━━━━━ DATA EXTRACT ━━━━━

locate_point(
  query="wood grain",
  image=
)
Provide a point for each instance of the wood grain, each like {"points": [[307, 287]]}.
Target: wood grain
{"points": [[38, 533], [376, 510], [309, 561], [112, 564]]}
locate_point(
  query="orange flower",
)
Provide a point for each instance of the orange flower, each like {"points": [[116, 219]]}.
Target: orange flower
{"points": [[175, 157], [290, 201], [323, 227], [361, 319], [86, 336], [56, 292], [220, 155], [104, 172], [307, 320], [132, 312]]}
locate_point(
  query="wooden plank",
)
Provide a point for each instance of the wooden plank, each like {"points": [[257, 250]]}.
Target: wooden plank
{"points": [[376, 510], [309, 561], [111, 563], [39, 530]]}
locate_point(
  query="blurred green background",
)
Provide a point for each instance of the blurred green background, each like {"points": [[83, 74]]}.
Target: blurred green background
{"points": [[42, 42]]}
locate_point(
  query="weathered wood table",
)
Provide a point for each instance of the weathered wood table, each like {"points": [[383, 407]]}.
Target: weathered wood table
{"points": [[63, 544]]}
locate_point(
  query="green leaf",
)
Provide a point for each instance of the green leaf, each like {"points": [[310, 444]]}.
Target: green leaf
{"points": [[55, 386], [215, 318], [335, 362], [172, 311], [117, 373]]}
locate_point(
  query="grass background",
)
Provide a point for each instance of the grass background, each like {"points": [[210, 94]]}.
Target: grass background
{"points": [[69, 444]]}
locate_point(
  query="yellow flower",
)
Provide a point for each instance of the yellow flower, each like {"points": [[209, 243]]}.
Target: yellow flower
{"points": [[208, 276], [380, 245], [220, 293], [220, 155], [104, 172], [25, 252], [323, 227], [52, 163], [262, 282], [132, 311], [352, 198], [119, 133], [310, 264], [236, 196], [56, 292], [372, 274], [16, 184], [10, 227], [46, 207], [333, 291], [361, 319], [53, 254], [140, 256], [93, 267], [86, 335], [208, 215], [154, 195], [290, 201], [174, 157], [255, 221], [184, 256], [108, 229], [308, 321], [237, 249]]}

━━━━━

WHAT IS ASKED -> Copy every line of the material above word for word, from the first record through the last.

THE REPLY ->
locate_point(
  query="wood grain",
  image=
)
Provide a point for each instance of the wood grain, each like {"points": [[307, 287]]}.
Target: wood grain
{"points": [[38, 533], [376, 510], [309, 561], [112, 564]]}
locate_point(
  query="orange flower",
)
Provide a point for each instance of the orange flower, each like {"points": [[116, 219]]}.
Target: orange flower
{"points": [[175, 157], [290, 201], [323, 227], [361, 319], [86, 336], [56, 292], [220, 155], [104, 172], [307, 320], [132, 312]]}
locate_point(
  query="wooden plank",
)
Provide a point for each instance of the wooden plank, each like {"points": [[257, 250]]}.
Target: wooden plank
{"points": [[376, 510], [309, 561], [111, 563], [39, 530]]}
locate_point(
  query="blurred green background",
)
Provide a point for each instance of the blurred green background, each like {"points": [[83, 74]]}.
Target: blurred green background
{"points": [[42, 42]]}
locate_point(
  query="weathered wood table",
)
Provide a point for each instance of the weathered wood table, each like {"points": [[383, 407]]}.
Target: weathered wood table
{"points": [[63, 544]]}
locate_point(
  query="green leaf",
)
Provide a point for each instance of the green leaf, each like {"points": [[310, 444]]}.
Target: green leaf
{"points": [[55, 386], [215, 318], [335, 362], [172, 311], [117, 373]]}
locate_point(
  query="grass background",
)
Provide a point for each instance of the grass background, each like {"points": [[210, 94]]}.
Target: grass background
{"points": [[69, 444]]}
locate_point(
  query="yellow flower",
)
Provide a point for each instance of the yellow flower, each like {"points": [[209, 243]]}.
Target: yellow flower
{"points": [[208, 276], [380, 245], [220, 293], [220, 155], [104, 172], [25, 252], [323, 227], [52, 163], [262, 282], [132, 311], [352, 198], [119, 133], [310, 264], [236, 196], [56, 292], [372, 274], [16, 184], [10, 227], [46, 207], [333, 291], [361, 319], [53, 254], [140, 256], [93, 267], [86, 335], [208, 215], [154, 195], [290, 201], [174, 157], [255, 221], [184, 256], [108, 229], [308, 321], [237, 249]]}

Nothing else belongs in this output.